### WORK TO COMPLETE
In the article on innovation in the fashion industry below, how long does it take to get a finished product to market?

** start of DOCUMENT PASSAGE **

Times of crisis and uncertainty gives us the perfect opportunity to take a look at ourselves and see how we can improve. One common theme around innovation, growth, and development, is that crisis can be a positive thing. As we are currently faced with uncertainty, I think the fashion industry as a whole can make significant adjustments. Rather than wait for government aids and relief packages, the industry can truly innovate in this period. Relief packages and funding, although helpful, only postpone the inevitable development that will bring about a more thriving sector.
In a way, the current fashion business model is outdated. Although there are some exceptions to the rule, it takes nearly eight months to get a finished product to market. In addition, the fashion industry currently relies on outdated tech that minimizes creation and innovation. What the industry needs is investments that will bring about a complete and lasting change.
The Small Picture
In the last two to three decades, the fashion industry has not changed except in one key area; eCommerce. Although technology has played a role in shaping economies and other sectors, the fashion industry is playing catchup. A seismic change will not happen if we continue to focus on small innovation (the small picture), we need to think big and see the bigger picture.
We’ve identified three innovations that have a long-term impact on the fashion industry.
If you genuinely want to make an impact in the fashion industry, create your offerings on-demand. Inventory can sometimes be a poisoned chalice. Inventory is seasonally based. One moment it is worth everything, and in another moment, it becomes worthless. However, shifting your business to an on-demand phase means you reduce the risk and wastage from having inventory.
No inventory means brands and designers can make various aspects of their business viable. The demand for specific products would increase or decrease supply. There won’t be wastage or clearance sales for old inventory. By extension, manufacturers won’t hold on to out-of-season inventory, and retailers won’t need to make purchasing decisions months before they need inventory.
In the long run, the fashion industry would be far more sustainable. Reports suggest that more than 30 percent of products manufactured annually are never sold, and they end up as waste. After all, the key to sustainability is making an appropriate amount of products.
Efficient Distributed Supply Chain
In the economics of things, on-demand manufacturing means production takes place when a product is needed. On the other hand, distributed manufacturing means production only takes place where a product is wanted. Brands and designers with long term goals should focus on the latter. What this means is that if production is halted in one particular location for one reason or the other, it could be picked up in another location. A distributed supply chain minimizes location risk, gives real-time access to customers, create jobs, and so on.

** end of DOCUMENT PASSAGE **
** start of DATASET CONTENT **

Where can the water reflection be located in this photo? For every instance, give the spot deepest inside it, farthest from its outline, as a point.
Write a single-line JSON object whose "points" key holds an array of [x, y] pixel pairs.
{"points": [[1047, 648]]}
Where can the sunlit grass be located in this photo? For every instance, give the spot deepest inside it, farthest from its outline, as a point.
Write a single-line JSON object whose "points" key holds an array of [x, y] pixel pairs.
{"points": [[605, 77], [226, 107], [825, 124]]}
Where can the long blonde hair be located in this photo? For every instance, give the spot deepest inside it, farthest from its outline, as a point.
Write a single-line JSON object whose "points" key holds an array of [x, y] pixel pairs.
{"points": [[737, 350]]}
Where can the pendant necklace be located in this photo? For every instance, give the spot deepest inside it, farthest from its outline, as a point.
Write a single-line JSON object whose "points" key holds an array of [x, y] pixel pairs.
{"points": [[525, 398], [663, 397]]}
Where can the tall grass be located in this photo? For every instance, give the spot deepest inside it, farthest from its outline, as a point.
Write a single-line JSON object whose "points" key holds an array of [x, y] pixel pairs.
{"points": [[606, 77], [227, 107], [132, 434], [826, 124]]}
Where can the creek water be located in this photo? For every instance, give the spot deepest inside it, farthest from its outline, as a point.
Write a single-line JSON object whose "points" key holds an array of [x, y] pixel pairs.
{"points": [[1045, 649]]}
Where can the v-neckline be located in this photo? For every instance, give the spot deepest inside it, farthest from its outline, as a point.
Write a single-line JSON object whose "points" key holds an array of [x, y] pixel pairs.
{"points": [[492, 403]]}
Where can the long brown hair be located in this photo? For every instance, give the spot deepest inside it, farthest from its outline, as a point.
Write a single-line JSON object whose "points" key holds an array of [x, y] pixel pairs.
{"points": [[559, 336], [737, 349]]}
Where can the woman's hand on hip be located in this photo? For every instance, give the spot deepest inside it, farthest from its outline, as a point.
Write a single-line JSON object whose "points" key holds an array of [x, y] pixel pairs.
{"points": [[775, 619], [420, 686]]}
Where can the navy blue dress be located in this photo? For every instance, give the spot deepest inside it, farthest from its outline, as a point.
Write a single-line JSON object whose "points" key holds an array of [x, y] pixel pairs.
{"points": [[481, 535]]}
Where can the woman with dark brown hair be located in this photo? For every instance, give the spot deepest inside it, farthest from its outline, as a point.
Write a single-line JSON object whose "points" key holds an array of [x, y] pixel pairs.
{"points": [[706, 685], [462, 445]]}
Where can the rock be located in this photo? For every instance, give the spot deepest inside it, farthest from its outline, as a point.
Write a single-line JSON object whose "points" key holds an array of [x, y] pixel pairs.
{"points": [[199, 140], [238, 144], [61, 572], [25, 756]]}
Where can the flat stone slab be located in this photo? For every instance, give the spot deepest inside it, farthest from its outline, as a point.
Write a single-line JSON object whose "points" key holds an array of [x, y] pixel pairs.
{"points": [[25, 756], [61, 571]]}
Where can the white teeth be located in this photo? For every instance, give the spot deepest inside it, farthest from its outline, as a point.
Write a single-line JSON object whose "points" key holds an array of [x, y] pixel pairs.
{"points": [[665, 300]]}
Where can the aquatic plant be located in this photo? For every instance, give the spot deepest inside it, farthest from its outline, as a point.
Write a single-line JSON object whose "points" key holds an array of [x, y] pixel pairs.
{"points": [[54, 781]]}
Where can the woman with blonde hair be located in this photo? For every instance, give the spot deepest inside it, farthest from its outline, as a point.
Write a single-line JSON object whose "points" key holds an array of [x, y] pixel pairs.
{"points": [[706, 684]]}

** end of DATASET CONTENT **

### TASK OUTPUT
Nearly eight months.